Monster, She Wrote
Page 17
For a time, Rice abandoned vampire stories and wrote books defending her religious beliefs. After being raised in a Catholic family, she had become an outspoken atheist until 1998, when she renewed her faith. During this period she wrote a memoir, Called Out of Darkness: A Spiritual Confession (Knopf, 2008), and her Christ the Lord series, two novels that portray the life of Jesus Christ (Knopf, 2005 and 2008). Then, on July 28, 2010, Rice announced on Facebook that she was leaving organized religion. She wrote, “I remain committed to Christ as always but not to being ‘Christian’ or to being part of Christianity. It’s simply impossible for me to ‘belong’ to this quarrelsome, hostile, disputatious, and deservedly infamous group.” One reason for Rice’s ultimate break with the Catholic Church was its refusal to accept same-sex relationships.
Having parted ways with religion, Rice returned to her supernatural beginnings, writing Prince Lestat and the Realms of Atlantis (Knopf, 2016) and, with her son, Ramses the Damned: The Passion of Cleopatra (Penguin Random House, 2017). In an interview with the Guardian on July 27, 2016, Rice called Prince Lestat and the Realms of Atlantis “one of my greatest personal adventures.”

- EXERCISE TASKS:
a - According to the passage on Rice's writing career, when did she announce on Facebook that she was leaving organized religion?
b - Pick up the passage on Rice's writing career after its last sentence and keep it going.

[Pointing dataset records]
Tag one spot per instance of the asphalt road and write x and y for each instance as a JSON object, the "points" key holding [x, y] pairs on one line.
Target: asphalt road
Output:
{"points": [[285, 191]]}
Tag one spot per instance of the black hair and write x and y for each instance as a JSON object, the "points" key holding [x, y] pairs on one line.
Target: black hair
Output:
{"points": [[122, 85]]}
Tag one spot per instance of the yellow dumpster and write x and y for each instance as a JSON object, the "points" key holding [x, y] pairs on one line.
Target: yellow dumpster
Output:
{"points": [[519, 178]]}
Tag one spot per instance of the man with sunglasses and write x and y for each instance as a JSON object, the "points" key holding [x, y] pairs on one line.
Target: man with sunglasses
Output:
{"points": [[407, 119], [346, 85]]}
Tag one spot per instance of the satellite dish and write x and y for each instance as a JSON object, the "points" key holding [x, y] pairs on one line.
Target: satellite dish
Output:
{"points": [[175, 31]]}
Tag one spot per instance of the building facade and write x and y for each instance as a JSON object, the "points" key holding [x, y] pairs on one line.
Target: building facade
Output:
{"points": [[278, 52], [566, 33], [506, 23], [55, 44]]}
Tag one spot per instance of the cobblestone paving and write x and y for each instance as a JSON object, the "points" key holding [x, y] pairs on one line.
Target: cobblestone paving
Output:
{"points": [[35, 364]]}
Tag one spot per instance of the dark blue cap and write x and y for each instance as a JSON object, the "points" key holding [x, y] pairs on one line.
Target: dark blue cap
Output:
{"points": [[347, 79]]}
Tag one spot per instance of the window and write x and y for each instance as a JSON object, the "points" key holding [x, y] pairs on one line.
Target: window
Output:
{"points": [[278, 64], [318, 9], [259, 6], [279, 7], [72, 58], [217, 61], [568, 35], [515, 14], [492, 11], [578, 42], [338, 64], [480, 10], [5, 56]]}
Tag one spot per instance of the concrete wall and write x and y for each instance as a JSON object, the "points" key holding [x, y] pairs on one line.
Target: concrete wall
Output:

- ANSWERS IN ORDER:
a - July 28, 2010

b -
Anne Rice’s personal struggle with her religious faith coloring her fiction can be seen as analogous to the arc of Gothic imagery as a whole. Traditional Christian mythology has long played a role in depictions of vampirism (see: crucifixes), and since its beginnings, Gothic literature has been full of evil monks and women who are sent to live in convents. But, like Rice’s stories, religion isn’t a fundamental component of new Gothic stories and monsters, vampires or otherwise. Today’s vampires are afraid of bigger, badder things than crucifixes and holy water. Just as these relics are losing their hold on our culture, so are the old Gothic vampires who cared about them.
Reading List
Not to be missed: Anne Rice wrote about far more than vampires. Violin, published in 1997 by Knopf, is her take on the ghost story. Like much of her work, it is rich with history, moving through time from nineteenth-century Vienna to modern New Orleans and Rio de Janeiro, and tells a story of three musicians.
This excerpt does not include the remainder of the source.